STATED TASK> Pull out every line in the records below that contains the string "shirt", and copy each such line in full.

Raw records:
◆ ◆ ◆ ◆ ◆ ◆ ◆

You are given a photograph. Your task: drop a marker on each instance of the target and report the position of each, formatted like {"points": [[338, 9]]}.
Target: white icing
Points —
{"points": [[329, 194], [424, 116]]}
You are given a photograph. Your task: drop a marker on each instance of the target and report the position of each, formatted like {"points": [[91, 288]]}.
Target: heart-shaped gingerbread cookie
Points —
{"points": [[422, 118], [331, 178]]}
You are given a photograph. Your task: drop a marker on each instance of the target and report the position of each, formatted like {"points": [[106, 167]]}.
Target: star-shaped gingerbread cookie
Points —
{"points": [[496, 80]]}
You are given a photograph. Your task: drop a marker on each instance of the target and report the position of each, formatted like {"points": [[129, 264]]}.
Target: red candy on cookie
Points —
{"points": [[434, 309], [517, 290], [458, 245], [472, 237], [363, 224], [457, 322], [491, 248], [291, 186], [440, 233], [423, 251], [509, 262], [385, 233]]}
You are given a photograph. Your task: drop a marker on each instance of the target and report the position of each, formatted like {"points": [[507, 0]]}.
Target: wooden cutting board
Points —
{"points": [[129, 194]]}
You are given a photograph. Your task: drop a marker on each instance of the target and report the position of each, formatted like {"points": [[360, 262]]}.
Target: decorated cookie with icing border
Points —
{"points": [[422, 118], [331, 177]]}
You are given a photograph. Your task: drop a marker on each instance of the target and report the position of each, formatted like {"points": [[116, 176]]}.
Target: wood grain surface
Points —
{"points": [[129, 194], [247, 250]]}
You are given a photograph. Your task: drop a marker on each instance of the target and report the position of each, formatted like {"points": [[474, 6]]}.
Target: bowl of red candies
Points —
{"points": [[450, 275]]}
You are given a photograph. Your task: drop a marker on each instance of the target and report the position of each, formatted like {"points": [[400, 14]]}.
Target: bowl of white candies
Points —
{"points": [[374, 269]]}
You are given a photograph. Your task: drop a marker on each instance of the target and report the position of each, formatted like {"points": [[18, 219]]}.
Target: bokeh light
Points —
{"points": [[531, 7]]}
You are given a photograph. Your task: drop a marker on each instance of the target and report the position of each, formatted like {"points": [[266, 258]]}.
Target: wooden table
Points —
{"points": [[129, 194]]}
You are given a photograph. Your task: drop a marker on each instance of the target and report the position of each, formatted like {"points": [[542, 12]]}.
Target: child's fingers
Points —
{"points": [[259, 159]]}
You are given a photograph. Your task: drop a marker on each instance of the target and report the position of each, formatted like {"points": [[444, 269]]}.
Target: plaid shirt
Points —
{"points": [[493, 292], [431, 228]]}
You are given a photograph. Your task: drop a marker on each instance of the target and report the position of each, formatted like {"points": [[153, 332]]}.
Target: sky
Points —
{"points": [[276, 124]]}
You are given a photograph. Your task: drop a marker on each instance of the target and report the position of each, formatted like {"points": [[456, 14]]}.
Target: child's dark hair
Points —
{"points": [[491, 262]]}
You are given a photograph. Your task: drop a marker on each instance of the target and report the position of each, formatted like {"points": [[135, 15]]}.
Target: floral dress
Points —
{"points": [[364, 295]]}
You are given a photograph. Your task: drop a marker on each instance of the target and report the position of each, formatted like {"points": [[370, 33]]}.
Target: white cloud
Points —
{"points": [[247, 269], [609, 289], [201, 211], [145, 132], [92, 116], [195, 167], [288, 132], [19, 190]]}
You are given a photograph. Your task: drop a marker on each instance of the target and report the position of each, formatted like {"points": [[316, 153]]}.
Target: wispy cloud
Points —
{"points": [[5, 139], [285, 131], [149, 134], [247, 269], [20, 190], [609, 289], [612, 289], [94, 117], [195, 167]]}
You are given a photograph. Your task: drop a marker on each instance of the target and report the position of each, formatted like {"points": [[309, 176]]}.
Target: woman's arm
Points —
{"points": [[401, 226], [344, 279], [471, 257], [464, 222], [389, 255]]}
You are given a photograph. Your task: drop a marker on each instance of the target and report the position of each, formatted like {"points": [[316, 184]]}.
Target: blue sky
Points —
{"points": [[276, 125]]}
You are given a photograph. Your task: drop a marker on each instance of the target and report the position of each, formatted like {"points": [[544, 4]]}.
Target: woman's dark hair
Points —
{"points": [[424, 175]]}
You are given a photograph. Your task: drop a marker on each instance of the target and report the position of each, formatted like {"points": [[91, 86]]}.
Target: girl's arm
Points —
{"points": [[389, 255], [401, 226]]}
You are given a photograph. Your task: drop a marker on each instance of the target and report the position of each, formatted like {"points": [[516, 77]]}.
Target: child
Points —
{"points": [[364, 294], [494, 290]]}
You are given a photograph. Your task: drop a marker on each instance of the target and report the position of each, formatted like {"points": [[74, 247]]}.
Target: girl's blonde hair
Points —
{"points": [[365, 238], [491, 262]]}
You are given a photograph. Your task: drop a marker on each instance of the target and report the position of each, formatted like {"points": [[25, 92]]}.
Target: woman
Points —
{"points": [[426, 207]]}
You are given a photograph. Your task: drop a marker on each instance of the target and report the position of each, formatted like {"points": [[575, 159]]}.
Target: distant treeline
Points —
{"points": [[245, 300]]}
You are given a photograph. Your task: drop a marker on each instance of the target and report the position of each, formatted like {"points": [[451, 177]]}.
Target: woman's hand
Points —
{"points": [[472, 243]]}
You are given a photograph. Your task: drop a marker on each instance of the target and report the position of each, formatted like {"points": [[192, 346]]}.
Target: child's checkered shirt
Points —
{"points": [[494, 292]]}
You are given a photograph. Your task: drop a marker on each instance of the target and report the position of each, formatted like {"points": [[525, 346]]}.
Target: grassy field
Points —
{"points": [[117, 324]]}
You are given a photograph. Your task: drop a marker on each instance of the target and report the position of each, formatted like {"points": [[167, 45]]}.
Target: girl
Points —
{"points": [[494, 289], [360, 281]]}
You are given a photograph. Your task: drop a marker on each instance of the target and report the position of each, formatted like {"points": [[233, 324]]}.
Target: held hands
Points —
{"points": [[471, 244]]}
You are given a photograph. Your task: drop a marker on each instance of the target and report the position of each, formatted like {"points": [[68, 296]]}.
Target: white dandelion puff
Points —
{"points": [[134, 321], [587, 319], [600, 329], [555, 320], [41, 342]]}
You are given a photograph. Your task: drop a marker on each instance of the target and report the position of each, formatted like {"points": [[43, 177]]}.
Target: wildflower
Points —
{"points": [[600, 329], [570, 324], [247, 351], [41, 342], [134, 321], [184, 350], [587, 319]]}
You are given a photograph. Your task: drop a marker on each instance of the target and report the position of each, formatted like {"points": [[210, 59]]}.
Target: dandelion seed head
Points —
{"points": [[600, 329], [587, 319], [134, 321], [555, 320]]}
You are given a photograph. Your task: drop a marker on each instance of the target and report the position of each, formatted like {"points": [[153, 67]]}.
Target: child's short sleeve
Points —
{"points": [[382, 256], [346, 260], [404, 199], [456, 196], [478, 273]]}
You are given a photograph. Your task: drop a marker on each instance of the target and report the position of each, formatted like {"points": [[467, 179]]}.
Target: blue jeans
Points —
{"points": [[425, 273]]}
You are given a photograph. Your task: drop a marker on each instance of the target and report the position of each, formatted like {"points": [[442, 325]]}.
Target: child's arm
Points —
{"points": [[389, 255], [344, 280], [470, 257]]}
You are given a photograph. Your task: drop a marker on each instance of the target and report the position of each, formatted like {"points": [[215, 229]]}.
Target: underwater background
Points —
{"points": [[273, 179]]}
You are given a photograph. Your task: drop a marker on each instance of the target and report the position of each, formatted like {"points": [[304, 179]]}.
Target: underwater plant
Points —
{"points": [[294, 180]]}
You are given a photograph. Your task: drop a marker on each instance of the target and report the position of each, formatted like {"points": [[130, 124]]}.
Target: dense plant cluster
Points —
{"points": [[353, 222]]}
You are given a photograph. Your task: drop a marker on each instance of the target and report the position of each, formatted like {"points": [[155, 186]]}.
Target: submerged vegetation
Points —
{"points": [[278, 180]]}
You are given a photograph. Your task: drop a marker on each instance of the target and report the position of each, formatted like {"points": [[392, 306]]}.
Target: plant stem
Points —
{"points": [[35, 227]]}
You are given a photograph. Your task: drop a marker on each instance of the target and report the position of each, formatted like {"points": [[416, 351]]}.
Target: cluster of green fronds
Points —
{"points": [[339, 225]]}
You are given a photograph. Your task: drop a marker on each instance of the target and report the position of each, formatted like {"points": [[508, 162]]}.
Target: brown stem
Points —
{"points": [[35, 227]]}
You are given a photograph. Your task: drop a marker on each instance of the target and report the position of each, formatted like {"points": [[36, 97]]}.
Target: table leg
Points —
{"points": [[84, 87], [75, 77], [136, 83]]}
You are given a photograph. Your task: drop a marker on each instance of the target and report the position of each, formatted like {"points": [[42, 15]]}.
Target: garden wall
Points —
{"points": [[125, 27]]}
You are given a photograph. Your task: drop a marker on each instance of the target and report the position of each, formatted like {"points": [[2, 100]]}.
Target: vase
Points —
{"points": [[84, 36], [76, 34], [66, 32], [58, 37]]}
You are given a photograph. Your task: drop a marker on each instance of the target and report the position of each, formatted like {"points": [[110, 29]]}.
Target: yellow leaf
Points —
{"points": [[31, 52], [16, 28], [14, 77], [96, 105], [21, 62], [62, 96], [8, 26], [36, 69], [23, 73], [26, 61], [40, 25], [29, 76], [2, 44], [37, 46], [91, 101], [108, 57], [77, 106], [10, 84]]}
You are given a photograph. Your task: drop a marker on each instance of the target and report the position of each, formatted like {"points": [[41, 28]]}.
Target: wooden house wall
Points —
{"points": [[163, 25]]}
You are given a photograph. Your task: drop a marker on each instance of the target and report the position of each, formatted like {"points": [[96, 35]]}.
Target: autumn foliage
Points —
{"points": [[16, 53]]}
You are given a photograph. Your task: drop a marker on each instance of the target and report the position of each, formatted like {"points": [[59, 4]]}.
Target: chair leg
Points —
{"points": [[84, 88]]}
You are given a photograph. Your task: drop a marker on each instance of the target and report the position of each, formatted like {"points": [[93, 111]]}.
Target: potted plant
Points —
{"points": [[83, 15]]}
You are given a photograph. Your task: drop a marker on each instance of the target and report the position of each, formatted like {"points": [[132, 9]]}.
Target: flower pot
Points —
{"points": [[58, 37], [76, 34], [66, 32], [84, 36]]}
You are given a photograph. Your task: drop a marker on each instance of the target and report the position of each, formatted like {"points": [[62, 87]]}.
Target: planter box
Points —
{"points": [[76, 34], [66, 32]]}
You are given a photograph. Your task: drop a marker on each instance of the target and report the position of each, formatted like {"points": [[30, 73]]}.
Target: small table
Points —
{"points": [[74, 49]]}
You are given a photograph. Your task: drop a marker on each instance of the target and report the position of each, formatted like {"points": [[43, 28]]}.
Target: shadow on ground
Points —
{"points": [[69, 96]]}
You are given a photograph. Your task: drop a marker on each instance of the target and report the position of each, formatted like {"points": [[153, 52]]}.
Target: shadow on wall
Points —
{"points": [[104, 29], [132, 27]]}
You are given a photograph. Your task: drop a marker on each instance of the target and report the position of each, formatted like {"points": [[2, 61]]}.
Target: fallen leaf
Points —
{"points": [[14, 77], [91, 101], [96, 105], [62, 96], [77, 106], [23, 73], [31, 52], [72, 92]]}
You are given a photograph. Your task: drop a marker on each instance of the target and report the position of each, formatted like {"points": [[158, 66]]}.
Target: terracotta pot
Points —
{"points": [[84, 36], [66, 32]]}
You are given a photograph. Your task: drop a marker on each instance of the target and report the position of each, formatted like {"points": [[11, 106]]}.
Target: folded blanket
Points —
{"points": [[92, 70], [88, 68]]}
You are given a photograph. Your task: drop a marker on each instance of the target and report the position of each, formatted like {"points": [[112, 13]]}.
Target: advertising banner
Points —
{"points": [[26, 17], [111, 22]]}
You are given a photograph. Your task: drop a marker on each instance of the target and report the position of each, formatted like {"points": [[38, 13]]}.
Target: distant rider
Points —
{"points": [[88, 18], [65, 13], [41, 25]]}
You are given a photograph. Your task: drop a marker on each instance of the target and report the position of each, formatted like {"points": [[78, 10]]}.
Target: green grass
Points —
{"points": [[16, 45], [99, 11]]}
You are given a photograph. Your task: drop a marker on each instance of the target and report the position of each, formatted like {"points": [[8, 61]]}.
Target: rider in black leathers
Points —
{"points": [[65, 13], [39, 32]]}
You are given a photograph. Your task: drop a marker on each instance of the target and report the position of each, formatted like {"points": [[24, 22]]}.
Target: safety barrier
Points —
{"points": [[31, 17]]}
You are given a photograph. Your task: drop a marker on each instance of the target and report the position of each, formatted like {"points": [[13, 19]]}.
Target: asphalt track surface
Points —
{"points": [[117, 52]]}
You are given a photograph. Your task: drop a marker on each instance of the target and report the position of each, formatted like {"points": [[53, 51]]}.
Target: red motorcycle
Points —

◆ ◆ ◆ ◆ ◆ ◆ ◆

FINISHED EXERCISE>
Target: plaid shirt
Target: child's checkered shirt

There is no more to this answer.